Task goal »
Pick out every line in the items below that contains the word "hedge", and copy each of those lines. Case counts.

BEGIN Raw data

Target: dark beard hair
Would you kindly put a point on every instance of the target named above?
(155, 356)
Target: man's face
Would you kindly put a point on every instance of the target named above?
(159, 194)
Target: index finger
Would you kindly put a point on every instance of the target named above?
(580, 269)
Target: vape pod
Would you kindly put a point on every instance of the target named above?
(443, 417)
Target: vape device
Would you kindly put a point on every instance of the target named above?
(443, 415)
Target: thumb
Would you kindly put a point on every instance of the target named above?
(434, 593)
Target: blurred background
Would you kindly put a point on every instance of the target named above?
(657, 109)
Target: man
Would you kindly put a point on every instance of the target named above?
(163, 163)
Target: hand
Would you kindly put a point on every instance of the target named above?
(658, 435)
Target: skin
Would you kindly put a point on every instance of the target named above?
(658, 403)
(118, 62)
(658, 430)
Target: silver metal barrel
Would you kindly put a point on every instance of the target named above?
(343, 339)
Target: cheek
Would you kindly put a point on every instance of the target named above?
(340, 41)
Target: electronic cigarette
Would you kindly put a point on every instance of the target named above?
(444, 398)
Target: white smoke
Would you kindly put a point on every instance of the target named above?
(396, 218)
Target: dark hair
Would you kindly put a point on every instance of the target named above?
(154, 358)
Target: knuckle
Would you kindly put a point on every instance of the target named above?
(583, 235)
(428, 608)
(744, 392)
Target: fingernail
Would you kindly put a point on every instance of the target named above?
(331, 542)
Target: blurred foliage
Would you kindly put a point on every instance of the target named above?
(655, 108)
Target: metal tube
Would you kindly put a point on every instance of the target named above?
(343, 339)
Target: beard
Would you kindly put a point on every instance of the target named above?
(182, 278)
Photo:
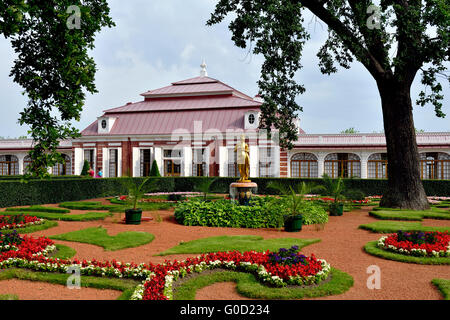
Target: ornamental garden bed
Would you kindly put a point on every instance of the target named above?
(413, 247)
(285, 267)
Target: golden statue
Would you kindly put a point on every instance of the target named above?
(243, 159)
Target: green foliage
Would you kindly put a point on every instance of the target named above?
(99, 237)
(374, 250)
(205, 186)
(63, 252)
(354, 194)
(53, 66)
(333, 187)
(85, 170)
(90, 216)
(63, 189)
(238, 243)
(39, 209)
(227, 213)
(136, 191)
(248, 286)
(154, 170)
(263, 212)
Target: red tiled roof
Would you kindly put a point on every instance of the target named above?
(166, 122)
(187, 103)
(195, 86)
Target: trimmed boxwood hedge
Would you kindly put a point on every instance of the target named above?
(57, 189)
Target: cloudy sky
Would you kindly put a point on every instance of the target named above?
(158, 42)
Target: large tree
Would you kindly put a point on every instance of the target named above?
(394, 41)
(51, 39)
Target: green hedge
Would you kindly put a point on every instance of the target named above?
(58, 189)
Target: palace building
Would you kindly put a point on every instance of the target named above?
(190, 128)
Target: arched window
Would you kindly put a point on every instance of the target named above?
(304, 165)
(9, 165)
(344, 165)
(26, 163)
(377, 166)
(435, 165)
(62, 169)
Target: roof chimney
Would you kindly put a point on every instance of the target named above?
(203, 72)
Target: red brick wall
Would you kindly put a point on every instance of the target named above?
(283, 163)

END Raw data
BEGIN Raw data

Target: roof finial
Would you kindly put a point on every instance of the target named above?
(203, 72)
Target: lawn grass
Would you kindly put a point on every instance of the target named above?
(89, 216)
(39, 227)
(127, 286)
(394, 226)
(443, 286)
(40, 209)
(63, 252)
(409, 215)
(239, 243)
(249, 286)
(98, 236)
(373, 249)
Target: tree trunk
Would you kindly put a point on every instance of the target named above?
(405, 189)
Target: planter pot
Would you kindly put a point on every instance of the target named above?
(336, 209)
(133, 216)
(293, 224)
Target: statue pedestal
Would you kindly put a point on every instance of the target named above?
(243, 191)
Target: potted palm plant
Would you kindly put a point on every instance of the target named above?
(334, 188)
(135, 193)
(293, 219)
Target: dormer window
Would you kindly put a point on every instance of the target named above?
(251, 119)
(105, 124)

END Raw data
BEGIN Raw data

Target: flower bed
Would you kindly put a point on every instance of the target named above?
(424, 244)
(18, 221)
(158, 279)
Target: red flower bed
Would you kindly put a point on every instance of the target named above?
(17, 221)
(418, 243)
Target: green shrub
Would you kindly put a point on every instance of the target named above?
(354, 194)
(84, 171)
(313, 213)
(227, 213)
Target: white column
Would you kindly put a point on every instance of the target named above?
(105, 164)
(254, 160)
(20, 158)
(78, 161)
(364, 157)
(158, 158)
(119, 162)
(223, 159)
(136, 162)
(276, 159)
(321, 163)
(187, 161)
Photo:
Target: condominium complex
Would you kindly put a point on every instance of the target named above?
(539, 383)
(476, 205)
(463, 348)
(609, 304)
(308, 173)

END Raw data

Response to this exercise »
Target: trimmed boxwood hedge
Target: green hedge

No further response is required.